--- Extracted information ---
::::::

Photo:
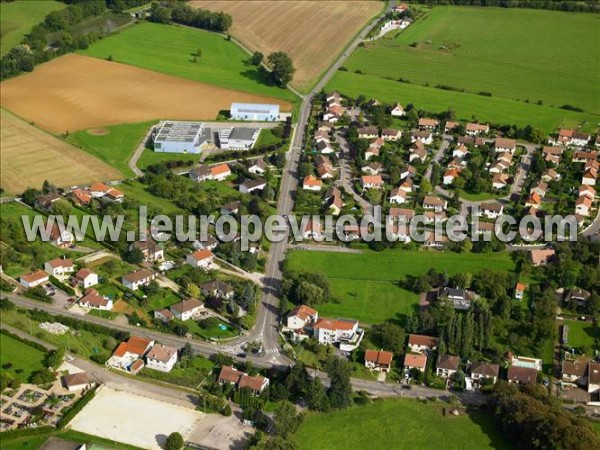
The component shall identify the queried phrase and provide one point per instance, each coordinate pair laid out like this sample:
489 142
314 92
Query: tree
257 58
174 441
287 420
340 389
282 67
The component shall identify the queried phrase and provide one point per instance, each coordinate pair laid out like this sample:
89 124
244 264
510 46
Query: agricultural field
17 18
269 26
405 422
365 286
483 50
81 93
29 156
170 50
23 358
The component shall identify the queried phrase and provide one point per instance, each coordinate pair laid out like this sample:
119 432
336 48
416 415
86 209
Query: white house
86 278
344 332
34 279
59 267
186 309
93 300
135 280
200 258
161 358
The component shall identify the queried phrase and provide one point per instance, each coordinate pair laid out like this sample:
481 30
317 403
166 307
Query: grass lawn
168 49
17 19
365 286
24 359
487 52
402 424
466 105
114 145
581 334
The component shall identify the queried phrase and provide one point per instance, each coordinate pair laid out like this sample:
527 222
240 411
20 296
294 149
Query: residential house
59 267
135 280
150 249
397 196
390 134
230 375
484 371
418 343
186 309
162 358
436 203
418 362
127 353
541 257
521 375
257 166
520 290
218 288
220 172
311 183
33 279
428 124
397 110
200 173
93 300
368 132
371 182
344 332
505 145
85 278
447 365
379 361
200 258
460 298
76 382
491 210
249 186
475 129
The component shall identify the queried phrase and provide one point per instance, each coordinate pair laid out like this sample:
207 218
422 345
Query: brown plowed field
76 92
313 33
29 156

::::::

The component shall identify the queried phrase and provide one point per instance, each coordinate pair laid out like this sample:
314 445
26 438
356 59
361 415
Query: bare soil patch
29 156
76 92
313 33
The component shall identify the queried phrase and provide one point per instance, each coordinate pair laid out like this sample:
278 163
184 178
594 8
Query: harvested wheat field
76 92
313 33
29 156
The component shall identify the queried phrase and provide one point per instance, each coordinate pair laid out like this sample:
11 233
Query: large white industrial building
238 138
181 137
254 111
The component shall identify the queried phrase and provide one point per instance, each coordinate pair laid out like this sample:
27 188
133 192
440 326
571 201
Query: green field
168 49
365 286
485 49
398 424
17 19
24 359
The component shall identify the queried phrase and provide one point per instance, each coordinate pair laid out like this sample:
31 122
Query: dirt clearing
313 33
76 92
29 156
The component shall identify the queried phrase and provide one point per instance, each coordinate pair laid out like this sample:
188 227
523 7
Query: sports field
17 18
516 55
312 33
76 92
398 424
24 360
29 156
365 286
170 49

::::::

--- Given exercise ---
Please count the lines in the records above that contain the word "field" and reply with the number alone.

--- The solution ---
5